***** TEXT SEGMENT *****

Growing up in Indianapolis, Megan Le never felt that she completely fit in. The daughter of a Vietnamese father and a Scottish mother, she didn’t look like any of the other kids. She didn’t fit in with the Asian kids; she didn’t fit in with the white kids. When she was in the fourth grade one of her classmates asked Le if she was black. Le wasn’t sure, maybe she was.
Le found a place for herself studying several styles of dance, in gymnastics and musical theater. When she graduated from high school and moved to Los Angeles, she found a place where there were people of many racial and ethnic backgrounds. Le studied at the American Academy of Dramatic Arts and at the Sanford Meisner Center and went from there to work on stage and in television and films. In 2007 she began working as a stuntwoman, and in 2012 she co-founded Five Fingers Media, an independent production company.
Le, 35, was in Hawaii last month to do some stunt work on CBS’ hit TV show “Hawaii Five-0.” She plays Agent Tran on the Netflix series “Medical Police,” which premieres Friday.
What brought you out here to do “Five-0”?
I came out here in September — it was my first time doubling Meaghan Rath — and they called me back for another episode. Last time I doubled her she was in jeans and long sleeves. This time we were in denim shorts and a bikini top.
We hear that Hollywood needs to be more “inclusive,” but you seem to make your own opportunities.
My husband and I started Five Fingers Media with some friends, because most of us were actors and we wanted to get a better handle on stuff going on behind camera. We’ve done about 14 shorts, and we just did our first web series, “No Matter What,” a micro series that celebrates female friendships. It follows an unassailable best friendship between two women, Alice and Olive. Each themed episode begins with the girls in their 20s in 2008 and then jumps to them in their 30s in 2018. We see these girls grow and win and fail, but they’re always there for each other.

*****

*INSTRUCTIONS*.
[1] Summarize the Megan Le interview in three sentences.
[2] Return the passage of the Megan Le interview starting at "What brought you" and ending at "your own opportunities.", copied exactly.
[3] Resume the Megan Le interview from where it stops.
You will not need the records to complete any of this work.

***** SUPPLIED RECORDS *****

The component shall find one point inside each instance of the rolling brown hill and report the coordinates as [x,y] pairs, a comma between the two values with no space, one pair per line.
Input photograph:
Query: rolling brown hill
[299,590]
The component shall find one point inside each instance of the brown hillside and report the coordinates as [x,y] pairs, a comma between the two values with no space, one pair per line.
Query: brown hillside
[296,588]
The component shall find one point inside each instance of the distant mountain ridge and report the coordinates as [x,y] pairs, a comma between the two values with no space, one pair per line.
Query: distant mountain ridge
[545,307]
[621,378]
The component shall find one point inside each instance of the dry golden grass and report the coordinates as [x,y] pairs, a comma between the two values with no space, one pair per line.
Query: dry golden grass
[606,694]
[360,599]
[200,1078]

*****
***** SUPPLIED RECORDS *****

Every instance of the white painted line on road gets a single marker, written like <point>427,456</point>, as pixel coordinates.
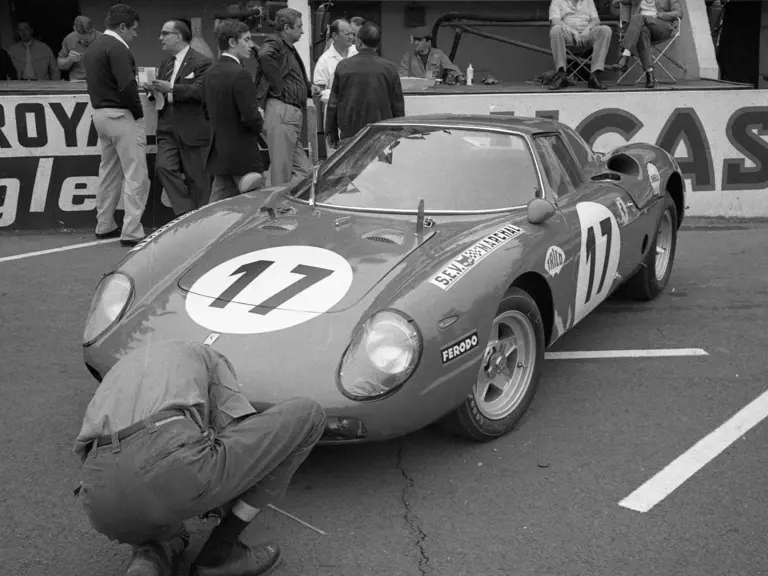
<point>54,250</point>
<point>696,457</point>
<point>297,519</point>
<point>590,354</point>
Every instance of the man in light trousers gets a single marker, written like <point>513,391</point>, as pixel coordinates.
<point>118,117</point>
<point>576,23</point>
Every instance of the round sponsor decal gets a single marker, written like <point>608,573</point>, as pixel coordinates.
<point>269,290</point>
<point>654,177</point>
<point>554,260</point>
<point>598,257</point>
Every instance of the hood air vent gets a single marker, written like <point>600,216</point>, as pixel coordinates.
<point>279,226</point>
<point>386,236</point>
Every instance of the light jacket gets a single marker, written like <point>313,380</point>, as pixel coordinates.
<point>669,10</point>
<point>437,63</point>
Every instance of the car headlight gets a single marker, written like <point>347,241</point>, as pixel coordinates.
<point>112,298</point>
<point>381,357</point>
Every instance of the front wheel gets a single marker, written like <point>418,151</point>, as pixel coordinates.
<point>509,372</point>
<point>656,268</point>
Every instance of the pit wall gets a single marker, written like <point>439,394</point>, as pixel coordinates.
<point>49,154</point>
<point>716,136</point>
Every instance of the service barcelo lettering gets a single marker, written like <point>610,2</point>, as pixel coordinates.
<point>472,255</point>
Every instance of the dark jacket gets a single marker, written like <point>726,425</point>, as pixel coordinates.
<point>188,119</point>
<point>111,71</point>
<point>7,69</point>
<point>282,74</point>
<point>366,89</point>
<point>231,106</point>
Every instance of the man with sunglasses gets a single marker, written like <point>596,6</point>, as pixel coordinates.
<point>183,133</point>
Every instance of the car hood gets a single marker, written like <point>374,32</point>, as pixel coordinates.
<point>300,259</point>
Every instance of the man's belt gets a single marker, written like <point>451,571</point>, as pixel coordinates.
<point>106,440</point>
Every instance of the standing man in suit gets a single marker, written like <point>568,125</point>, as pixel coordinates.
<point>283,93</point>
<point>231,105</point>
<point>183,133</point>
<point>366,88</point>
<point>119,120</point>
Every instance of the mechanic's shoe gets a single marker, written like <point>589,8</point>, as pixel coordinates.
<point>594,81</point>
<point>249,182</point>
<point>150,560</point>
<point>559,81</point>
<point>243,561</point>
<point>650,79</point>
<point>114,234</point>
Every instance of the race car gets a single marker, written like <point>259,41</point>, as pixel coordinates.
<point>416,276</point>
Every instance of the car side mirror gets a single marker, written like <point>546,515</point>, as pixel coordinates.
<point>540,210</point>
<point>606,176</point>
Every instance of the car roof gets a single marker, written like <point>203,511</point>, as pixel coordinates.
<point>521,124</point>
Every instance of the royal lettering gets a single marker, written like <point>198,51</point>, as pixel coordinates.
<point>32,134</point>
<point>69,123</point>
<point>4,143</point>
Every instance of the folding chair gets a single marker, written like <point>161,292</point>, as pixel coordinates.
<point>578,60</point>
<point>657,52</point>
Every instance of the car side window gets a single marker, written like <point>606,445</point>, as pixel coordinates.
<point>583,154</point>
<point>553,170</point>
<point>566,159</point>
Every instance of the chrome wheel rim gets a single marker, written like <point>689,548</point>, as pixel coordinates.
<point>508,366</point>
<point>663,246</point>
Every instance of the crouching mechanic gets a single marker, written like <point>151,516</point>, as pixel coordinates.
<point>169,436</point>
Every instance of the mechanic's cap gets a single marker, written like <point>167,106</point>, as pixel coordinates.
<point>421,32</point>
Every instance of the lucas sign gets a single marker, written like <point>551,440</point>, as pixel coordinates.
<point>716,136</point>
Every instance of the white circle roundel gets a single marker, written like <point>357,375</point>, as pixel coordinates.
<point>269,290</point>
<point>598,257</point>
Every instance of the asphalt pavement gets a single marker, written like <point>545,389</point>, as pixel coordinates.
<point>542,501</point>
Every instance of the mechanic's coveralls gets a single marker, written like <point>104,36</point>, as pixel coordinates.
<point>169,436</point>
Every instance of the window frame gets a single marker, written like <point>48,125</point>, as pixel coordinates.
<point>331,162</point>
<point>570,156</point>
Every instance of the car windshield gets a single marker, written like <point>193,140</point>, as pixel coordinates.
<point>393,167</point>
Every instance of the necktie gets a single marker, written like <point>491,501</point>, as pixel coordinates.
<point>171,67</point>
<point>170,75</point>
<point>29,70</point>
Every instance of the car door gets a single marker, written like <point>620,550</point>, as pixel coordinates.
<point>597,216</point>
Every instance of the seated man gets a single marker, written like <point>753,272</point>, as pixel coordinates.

*****

*ANSWERS TO THIS EXERCISE*.
[1] Megan Le grew up in Indianapolis as the daughter of a Vietnamese father and a Scottish mother and never felt she completely fit in, but she found a place in dance, gymnastics and musical theater, and later in Los Angeles. She studied acting, worked on stage and in television and films, began stunt work in 2007, and was in Hawaii last month doubling Meaghan Rath on "Hawaii Five-0." In 2012 she co-founded Five Fingers Media, which has made about 14 shorts and the web series "No Matter What," about the friendship of two women, Alice and Olive.

[2]
What brought you out here to do “Five-0”?
I came out here in September — it was my first time doubling Meaghan Rath — and they called me back for another episode. Last time I doubled her she was in jeans and long sleeves. This time we were in denim shorts and a bikini top.
We hear that Hollywood needs to be more “inclusive,” but you seem to make your own opportunities.

[3]
How much can you tell me about “Medical Police”?
It’s described as an “action thriller comedy,” and it is very much a comedy, so absurd and inappropriate, and there’s some romance in it too. It’s a spinoff of the show “Children’s Hospital,” and a lot of that series’ regulars have cameos. I’m this T-1000-style villain that chases our heroes all over the world, and when I watched the entire season one night I was laughing so hard I thought I was going to wake up my neighbor.
What do you like to do that is not work related?
I don’t know. Work is fun and the things that I do for fun somehow become my work. My focus is acting, but I have such a physical background and it’s such a part of me. I dance, I train in martial arts, fencing. I train for stunts, I go to open gyms, I cross-train and I shoot guns. It’s hard for me to focus on one thing, and I’m a Gemini, so look out! I just signed up for a UCLA extension class in Business of Entertainment, which is very applicable to what I do.
What is something you want to do in 2020?
My husband and I want to became conversational in Vietnamese so our daughter can grow up speaking both languages. We wanted to do it before we had a baby, and we didn’t — but we still want to. He’s full Vietnamese, so he’s more Vietnamese than me, but I’m more Vietnamese than my mother. We can learn it together.